● COSA FARE
1. Traduci in inglese questa frase del testo sul Grande Inquisitore: "Questo breve “romanzo nel romanzo” rappresenta un capolavoro senza confronti della letteratura di tutti i tempi."
2. Riprendi il testo sul Grande Inquisitore e continualo a partire dalla sua ultima frase.

━━ TESTO DA LEGGERE ━━

Il parallelo tra il racconto dei fratelli Karamazov e ciò che accade oggi. Nel libro si racconta del Grande Inquisitore che fece arrestare Cristo una volta tornato in Spagna. Chissà cosa direbbe Berlusconi se tornasse oggi e vedesse Forza Italia
Ho sempre amato la letteratura russa. Si è vero, a volte è pesante e macchinosa ma spesso rivela dei capitoli di rara bellezza ed intensità. Dotata di profondità oggi difficilmente rinvenibile nella letteratura contemporanea, più impegnata a compiacere commercialmente che a trasmettere veramente qualcosa.
Tra questa ho sempre adorato un brano che ha dello straordinario per ironia e profondità, a tratti lacerante nella sua crudezza ed illuminante nella sua visione. È il “Il Grande Inquisitore” (noto anche come La leggenda del Grande Inquisitore, che è il titolo di una celebre opera di Rozanov). Questo breve “romanzo nel romanzo” rappresenta un capolavoro senza confronti della letteratura di tutti i tempi.

━━━
━━ RIGHE DEL DATASET ━━

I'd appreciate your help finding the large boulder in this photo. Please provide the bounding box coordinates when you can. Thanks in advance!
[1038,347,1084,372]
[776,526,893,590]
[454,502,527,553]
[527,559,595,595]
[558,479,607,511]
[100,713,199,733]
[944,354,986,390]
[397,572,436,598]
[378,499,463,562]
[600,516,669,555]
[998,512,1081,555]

━━━

● RISPOSTE FORNITE
1. This short "novel within the novel" is an unmatched masterpiece of the literature of all time.

2.
Criticare Gesù

La Leggenda del Grande Inquisitore è un capitolo de “I Fratelli Karamazov” di Fëdor Dostoevskij, uno dei più importanti romanzi della letteratura russa. Questo capitolo è particolarmente noto per la sua profondità filosofica e le complesse riflessioni che suscita. Nella Leggenda, Ivan Karamazov narra a suo fratello Alëša una storia immaginaria ambientata in Spagna durante il XVI secolo, durante l’Inquisizione.
La narrazione è una sorta di poema drammatico all’interno del romanzo ed è incentrata su un incontro tra Gesù Cristo di nuovo risorto e il Grande Inquisitore.
Il Grande Inquisitore, rappresentante dell’autorità religiosa e politica, cattura Gesù appena arrivato a Siviglia e lo imprigiona. Nella prigione, esprime la sua visione del mondo, critica il messaggio di Gesù e giustifica la sua decisione di imprigionarlo. Secondo il Grande Inquisitore, il messaggio di amore e libertà di Cristo è troppo difficile per la maggior parte delle persone, che cercano invece sicurezza, ordine e autorità.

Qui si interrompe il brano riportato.